===== Passage given =====

The opinion of the court was delivered by: Hillman, District Judge


Plaintiffs, Michael and Lynn Ogbin, have filed this putative class action case claiming that defendants violated several laws when they improperly contacted plaintiffs in early 2009 regarding a debt that plaintiffs paid off in October 2001. Defendant Portfolio Recovery Associates, LLC has moved to dismiss plaintiffs' claims for their failure to state any cognizable claim.*fn1 For the reasons expressed below, defendant's motion will be granted.


Plaintiffs claim that Portfolio Recovery Associates, LLC ("PRA") is a debt collector that in early 2009 sent plaintiffs a notice concerning an outstanding bill in the amount of $686.04. Plaintiffs claim that in April 2009, they told PRA that the debt had been previously satisfied in October 2001 and requested that PRA verify the debt. Plaintiffs allege that PRA failed to verify the debt and has continued to conduct business in New Jersey as a debt collector without having posted the required bond. Plaintiffs claim that PRA's conduct has violated the Fair Debt Collection Practices Act (FDCPA), 15 U.S.C. § 1962, et seq., the Truth-in-Consumer Contract and Warranty and Notice Act (TCCWNA), N.J.S.A. 56:12-14, and the Consumer Fraud Act (CFA), N.J.S.A. 56:8-1 et seq. Plaintiffs purport to bring these claims on their behalf and on behalf of similarly situated individuals.

Defendant has moved to dismiss plaintiffs' claims on several bases. Plaintiffs have opposed defendant's motion.


A. Jurisdiction

PRA removed this case from state court on the basis that this Court has jurisdiction over this matter pursuant to 28 U.S.C. § 1332(d)(2), the Class Action Fairness Act (CAFA). Jurisdiction may also be premised upon 28 U.S.C. § 1331 for plaintiffs' federal claim, and 28 U.S.C. § 1367 for plaintiffs' state law claims.

===== Given entries =====

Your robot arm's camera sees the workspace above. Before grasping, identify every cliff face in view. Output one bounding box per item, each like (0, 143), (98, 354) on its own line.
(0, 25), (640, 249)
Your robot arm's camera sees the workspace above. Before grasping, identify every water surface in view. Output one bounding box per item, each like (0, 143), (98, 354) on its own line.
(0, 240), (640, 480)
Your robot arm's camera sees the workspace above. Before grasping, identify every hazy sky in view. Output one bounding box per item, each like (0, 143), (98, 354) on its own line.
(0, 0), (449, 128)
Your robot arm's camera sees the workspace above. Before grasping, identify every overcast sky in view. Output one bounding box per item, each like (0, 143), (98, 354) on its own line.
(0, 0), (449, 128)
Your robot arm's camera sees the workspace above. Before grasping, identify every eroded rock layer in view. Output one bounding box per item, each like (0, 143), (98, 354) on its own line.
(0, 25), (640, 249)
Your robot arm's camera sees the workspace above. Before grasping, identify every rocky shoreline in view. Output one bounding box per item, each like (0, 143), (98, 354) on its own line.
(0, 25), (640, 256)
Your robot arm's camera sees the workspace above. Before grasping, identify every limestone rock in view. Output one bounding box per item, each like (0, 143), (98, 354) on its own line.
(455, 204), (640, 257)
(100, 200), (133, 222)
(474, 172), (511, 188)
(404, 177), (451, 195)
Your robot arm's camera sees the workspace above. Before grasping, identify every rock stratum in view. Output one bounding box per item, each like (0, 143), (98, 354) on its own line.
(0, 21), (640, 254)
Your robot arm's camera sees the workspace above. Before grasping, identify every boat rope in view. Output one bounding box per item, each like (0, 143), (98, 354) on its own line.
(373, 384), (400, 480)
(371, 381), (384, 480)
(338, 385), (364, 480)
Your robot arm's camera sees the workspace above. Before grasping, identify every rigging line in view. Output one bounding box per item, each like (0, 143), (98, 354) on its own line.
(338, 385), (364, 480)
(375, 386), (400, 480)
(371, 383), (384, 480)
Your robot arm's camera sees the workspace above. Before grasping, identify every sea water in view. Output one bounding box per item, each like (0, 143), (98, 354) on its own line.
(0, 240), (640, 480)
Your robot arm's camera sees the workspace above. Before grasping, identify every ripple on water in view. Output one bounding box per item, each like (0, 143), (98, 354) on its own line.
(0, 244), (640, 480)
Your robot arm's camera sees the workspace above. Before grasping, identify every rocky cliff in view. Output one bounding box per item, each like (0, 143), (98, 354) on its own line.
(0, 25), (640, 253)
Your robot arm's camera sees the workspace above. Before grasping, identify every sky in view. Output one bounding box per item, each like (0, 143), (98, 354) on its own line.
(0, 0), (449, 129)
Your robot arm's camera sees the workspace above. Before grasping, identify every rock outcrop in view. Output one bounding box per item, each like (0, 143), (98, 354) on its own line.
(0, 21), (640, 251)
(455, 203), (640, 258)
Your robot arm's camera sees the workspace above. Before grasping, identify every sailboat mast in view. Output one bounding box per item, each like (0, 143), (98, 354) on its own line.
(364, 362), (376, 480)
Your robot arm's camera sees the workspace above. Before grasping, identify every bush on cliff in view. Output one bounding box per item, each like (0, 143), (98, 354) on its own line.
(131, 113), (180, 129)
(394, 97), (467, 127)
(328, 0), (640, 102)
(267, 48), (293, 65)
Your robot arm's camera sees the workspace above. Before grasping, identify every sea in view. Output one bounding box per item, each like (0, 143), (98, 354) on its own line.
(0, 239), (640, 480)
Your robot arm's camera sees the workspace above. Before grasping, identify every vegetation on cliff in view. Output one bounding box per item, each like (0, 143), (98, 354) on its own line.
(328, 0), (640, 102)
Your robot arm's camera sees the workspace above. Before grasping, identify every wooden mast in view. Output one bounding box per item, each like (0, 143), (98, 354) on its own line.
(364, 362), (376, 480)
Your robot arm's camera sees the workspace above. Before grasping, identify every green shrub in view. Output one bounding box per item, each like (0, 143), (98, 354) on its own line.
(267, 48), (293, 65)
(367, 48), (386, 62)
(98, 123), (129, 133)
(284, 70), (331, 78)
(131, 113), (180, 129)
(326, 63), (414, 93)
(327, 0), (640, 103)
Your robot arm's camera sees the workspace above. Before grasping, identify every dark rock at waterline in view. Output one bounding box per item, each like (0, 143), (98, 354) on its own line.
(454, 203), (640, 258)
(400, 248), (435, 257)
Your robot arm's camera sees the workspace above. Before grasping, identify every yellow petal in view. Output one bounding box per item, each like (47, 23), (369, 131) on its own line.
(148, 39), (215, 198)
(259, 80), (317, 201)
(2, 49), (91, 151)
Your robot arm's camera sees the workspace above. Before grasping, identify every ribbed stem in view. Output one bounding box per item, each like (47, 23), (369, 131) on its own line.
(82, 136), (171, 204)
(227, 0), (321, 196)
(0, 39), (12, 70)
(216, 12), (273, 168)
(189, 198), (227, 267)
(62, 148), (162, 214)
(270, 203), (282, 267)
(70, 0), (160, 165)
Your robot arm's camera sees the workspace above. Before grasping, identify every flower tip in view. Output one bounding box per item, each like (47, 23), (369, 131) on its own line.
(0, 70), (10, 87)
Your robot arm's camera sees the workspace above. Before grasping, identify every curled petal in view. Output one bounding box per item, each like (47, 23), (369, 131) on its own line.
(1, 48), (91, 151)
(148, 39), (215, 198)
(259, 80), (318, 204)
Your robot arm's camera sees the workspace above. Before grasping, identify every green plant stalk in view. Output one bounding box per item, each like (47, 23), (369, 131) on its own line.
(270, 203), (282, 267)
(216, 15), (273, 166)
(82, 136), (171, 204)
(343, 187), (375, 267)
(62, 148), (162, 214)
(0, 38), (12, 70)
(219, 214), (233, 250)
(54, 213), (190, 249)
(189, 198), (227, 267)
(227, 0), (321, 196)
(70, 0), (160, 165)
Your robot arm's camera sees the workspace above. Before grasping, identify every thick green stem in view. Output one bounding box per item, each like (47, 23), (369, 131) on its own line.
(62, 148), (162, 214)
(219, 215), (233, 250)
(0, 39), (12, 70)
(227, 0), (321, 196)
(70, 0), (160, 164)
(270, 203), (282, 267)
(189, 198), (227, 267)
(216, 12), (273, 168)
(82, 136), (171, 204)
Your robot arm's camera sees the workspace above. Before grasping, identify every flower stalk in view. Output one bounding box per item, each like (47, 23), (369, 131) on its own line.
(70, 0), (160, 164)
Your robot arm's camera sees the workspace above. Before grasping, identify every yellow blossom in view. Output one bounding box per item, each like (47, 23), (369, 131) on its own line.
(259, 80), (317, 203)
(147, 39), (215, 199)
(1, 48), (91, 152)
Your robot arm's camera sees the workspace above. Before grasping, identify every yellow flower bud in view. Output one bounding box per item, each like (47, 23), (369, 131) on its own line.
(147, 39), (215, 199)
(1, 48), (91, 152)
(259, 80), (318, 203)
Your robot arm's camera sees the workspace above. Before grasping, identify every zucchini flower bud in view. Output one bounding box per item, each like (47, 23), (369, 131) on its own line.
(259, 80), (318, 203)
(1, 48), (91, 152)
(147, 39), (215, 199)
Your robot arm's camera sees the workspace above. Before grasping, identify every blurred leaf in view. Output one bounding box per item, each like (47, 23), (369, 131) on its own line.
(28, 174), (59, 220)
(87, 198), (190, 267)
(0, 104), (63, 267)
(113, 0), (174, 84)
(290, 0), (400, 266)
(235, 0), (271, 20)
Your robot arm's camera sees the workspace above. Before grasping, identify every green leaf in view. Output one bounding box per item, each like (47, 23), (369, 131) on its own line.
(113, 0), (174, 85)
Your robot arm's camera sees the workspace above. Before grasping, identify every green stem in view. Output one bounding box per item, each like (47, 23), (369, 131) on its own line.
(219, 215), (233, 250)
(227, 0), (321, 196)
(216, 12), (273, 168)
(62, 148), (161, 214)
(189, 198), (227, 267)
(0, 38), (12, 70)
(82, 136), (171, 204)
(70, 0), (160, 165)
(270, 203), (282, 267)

=====

- [Problem set]
1/ Rewrite the rows starting at the one containing "identify every dark" and ending at the one containing "(259, 80), (318, 204)", replacing "petal" with "bloom" and leaving all else unchanged.
2/ Extend the court opinion on the debt collection claims, continuing from where it stops.
The court opinion and the rows are separate material with no connection to each other.

- [Responses to the tasks]
1/
Your robot arm's camera sees the workspace above. Before grasping, identify every dark rock at waterline in view. Output one bounding box per item, each like (0, 143), (98, 354) on its own line.
(454, 203), (640, 258)
(400, 248), (435, 257)
Your robot arm's camera sees the workspace above. Before grasping, identify every yellow bloom in view. Output one bounding box per item, each like (47, 23), (369, 131) on its own line.
(148, 39), (215, 198)
(259, 80), (317, 201)
(2, 49), (91, 151)
Your robot arm's camera sees the workspace above. Before grasping, identify every ribbed stem in view. Output one bounding box per item, each like (47, 23), (369, 131) on its own line.
(82, 136), (171, 204)
(227, 0), (321, 196)
(0, 39), (12, 70)
(216, 12), (273, 168)
(189, 198), (227, 267)
(62, 148), (162, 214)
(270, 203), (282, 267)
(70, 0), (160, 165)
Your robot arm's camera sees the workspace above. Before grasping, identify every flower tip in view. Output one bounding box per item, each like (47, 23), (369, 131) on its own line.
(0, 70), (10, 87)
Your robot arm's camera sees the workspace above. Before grasping, identify every curled bloom in view. Output one bounding box per item, each like (47, 23), (369, 131) on its own line.
(1, 48), (91, 151)
(148, 39), (215, 198)
(259, 80), (318, 204)

2/
B. Standard for Motion to Dismiss

When considering a motion to dismiss a complaint for failure to state a claim upon which relief can be granted pursuant to Fed. R. Civ. P. 12(b)(6), a court must accept all well-pleaded allegations in the complaint as true and view them in the light most favorable to the plaintiff. Evancho v. Fisher, 423 F.3d 347, 351 (3d Cir. 2005). It is well settled that a pleading is sufficient if it contains "a short and plain statement of the claim showing that the pleader is entitled to relief." Fed. R. Civ. P. 8(a)(2). Under the liberal federal pleading rules, it is not necessary to plead evidence, and it is not necessary to plead all the facts that serve as a basis for the claim. Bogosian v. Gulf Oil Corp., 562 F.2d 434, 446 (3d Cir. 1977). However, "[a]lthough the Federal Rules of Civil Procedure do not require a claimant to set forth an intricately detailed description of the asserted basis for relief, they do require that the pleadings give defendant fair notice of what the plaintiff's claim is and the grounds upon which it rests." Baldwin County Welcome Ctr. v. Brown, 466 U.S. 147, 149-50 n.3 (1984) (quotation and citation omitted).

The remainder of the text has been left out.